[Region pointing data]
* * * * * * * * *
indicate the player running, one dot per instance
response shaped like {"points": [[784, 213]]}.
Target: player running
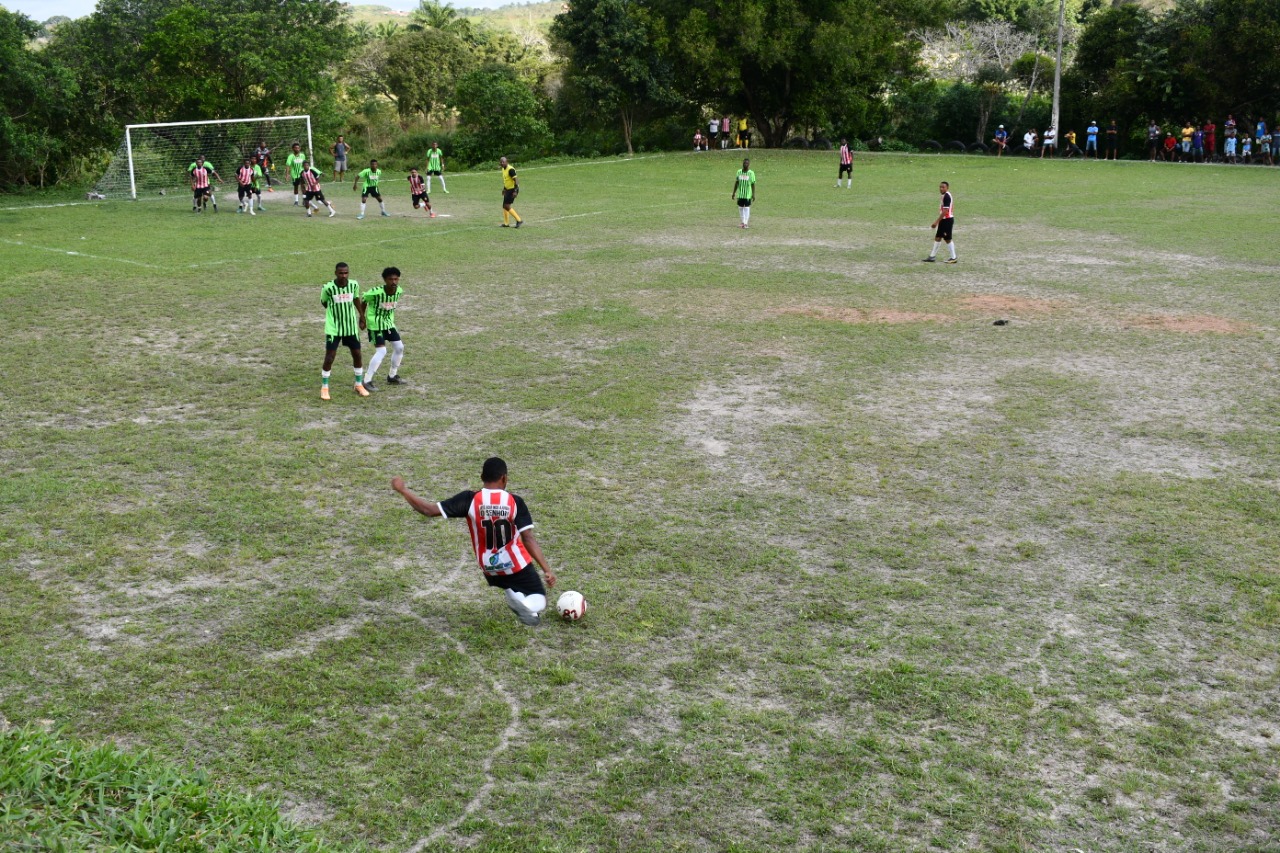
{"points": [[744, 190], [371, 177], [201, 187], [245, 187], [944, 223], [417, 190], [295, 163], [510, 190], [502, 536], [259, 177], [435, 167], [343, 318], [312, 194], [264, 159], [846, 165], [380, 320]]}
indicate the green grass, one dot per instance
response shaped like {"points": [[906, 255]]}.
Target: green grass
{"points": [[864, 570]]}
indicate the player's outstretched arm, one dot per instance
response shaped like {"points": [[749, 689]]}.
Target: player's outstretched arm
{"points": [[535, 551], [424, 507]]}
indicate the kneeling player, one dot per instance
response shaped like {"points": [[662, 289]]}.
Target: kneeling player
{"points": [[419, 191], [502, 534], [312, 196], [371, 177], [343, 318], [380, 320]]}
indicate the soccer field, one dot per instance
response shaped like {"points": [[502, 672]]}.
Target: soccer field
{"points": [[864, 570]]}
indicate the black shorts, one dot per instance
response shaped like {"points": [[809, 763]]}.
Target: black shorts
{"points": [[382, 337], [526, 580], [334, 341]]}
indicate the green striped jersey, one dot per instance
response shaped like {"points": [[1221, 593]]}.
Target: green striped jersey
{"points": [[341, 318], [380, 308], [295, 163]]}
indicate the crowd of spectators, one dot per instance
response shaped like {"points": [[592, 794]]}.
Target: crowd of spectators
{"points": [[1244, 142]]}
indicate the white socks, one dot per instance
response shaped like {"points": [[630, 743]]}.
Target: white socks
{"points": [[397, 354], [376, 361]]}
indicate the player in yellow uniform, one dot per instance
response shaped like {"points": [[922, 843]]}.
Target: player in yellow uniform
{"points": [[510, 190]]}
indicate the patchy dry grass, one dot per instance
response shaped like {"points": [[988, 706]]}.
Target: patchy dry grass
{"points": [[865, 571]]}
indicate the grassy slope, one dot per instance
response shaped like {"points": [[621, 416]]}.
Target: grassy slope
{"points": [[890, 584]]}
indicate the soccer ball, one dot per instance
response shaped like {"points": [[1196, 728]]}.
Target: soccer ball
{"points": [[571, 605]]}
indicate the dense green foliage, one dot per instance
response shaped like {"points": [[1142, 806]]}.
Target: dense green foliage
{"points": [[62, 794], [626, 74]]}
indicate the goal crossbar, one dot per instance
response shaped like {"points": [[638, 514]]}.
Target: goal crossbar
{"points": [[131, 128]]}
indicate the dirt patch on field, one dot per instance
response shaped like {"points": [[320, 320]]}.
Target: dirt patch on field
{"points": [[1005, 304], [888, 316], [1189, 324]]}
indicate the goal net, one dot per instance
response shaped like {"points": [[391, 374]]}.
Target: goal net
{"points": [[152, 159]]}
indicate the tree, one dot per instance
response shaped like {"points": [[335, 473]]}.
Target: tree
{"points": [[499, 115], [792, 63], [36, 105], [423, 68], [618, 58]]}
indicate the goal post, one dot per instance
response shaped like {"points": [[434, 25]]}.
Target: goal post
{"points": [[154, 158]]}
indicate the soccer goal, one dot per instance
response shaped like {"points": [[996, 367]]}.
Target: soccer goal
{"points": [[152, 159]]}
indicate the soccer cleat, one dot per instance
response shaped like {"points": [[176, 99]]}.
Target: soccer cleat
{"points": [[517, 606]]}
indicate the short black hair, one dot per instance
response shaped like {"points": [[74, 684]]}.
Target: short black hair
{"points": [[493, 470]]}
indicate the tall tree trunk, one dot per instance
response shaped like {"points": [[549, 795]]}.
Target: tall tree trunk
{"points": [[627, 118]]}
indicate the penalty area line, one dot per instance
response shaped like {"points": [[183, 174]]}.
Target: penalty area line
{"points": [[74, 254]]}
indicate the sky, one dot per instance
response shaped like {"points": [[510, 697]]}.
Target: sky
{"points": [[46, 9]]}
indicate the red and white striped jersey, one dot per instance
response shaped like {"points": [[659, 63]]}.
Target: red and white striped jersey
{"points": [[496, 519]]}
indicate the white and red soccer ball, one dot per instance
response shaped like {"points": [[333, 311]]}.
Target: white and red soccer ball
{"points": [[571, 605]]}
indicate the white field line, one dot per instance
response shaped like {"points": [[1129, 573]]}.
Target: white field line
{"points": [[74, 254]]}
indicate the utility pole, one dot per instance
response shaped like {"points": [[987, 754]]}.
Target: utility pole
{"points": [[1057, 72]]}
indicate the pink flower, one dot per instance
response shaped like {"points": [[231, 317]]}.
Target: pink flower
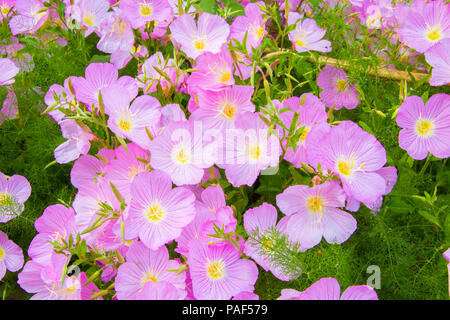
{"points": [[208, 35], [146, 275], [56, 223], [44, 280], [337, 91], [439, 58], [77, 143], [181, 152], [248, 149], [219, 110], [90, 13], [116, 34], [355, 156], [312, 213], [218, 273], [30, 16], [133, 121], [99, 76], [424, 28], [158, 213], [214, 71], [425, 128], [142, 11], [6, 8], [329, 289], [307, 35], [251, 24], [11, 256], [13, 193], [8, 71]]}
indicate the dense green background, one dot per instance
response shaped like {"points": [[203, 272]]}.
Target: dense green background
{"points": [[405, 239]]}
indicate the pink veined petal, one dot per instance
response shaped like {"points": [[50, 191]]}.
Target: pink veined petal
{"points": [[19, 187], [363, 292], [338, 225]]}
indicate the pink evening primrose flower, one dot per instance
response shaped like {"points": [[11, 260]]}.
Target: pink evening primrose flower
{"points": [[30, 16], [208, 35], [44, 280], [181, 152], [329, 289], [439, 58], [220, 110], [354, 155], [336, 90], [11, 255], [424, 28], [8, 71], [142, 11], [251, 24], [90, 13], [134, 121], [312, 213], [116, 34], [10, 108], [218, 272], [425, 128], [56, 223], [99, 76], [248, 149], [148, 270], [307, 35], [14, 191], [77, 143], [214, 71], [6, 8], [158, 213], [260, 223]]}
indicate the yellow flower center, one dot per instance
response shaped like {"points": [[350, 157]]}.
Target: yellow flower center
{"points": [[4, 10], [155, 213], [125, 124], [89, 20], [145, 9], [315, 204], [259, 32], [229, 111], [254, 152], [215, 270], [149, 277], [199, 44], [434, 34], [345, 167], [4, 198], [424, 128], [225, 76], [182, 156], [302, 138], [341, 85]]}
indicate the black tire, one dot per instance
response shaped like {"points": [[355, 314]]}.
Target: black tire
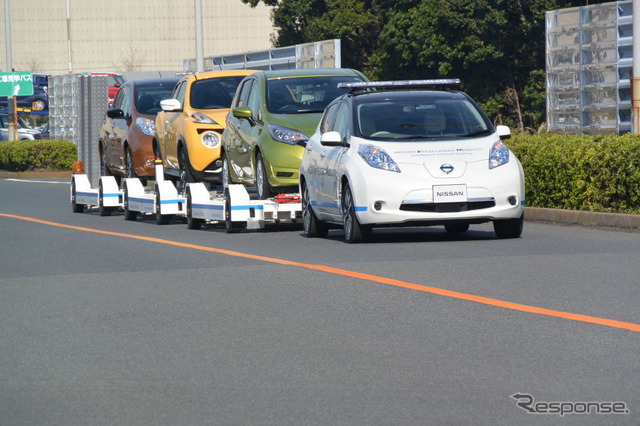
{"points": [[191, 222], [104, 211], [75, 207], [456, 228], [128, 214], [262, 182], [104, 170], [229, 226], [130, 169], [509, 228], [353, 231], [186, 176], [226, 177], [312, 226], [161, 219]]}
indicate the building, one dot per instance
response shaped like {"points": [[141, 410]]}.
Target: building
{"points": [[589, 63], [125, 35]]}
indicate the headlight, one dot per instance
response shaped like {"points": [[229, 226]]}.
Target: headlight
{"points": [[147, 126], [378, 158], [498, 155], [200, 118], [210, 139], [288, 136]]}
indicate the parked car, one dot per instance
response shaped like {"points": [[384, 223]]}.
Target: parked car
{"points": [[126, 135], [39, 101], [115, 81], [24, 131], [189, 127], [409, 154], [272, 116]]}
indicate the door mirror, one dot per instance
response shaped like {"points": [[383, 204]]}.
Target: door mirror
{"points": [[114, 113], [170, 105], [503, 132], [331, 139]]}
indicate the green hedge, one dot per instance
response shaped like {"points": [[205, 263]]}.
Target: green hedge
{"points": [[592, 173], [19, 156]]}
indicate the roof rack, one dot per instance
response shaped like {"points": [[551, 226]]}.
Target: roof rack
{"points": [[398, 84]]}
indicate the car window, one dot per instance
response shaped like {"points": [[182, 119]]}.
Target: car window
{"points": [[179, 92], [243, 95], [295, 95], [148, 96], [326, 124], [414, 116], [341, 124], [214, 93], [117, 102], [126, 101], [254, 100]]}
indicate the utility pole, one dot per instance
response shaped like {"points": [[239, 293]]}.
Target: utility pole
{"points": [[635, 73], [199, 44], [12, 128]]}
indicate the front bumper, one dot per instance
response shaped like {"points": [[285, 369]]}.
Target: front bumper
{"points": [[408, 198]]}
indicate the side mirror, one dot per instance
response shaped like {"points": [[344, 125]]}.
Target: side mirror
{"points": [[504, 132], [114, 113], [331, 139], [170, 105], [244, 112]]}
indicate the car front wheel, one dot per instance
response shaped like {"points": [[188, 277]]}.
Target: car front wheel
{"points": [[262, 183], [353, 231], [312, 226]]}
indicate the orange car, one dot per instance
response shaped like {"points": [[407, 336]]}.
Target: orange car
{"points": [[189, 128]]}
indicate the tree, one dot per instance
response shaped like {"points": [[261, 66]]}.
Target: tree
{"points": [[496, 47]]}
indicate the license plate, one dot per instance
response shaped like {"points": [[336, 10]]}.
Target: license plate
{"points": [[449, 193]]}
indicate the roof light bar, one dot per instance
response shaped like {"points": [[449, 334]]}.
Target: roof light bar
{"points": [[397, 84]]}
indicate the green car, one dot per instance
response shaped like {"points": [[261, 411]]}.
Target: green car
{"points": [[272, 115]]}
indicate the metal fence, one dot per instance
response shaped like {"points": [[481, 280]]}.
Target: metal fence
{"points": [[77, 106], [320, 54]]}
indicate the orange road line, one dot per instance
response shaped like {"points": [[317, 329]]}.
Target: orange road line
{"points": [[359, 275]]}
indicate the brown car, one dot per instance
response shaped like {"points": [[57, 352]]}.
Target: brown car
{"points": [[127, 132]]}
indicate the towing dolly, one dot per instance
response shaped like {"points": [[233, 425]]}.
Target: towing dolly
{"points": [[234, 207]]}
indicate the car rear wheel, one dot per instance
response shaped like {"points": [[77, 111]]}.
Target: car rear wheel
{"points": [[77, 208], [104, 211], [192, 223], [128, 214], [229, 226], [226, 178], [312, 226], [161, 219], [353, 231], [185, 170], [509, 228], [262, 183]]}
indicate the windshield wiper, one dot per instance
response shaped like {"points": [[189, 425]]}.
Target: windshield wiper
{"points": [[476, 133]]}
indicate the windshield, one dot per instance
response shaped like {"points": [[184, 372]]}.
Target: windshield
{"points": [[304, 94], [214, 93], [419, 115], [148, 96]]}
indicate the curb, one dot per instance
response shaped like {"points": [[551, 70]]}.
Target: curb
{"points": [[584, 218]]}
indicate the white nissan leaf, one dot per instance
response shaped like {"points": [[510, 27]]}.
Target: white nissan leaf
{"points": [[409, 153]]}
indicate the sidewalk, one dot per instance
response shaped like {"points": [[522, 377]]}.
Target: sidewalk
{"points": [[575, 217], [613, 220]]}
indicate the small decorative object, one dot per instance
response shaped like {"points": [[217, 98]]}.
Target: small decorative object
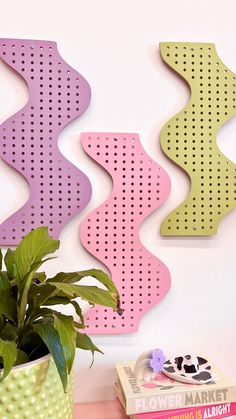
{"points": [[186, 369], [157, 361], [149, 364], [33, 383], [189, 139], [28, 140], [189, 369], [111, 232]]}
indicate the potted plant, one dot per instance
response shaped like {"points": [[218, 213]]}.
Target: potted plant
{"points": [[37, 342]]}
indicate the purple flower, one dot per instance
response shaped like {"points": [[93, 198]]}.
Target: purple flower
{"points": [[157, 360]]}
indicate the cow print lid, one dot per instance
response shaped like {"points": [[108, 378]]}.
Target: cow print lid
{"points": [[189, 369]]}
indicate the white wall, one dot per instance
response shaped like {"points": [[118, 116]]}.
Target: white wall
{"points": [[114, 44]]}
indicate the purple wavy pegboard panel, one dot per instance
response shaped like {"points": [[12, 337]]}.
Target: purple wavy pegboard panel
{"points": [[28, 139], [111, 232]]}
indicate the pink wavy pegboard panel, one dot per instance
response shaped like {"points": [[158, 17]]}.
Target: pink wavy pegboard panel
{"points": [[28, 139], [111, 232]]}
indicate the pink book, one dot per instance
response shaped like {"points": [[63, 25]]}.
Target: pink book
* * * * * * * * *
→ **Required work**
Scan the data for lines containing "book" and copy all of them.

→ **Answer box**
indicate the pink book, one dot per instance
Target: pink book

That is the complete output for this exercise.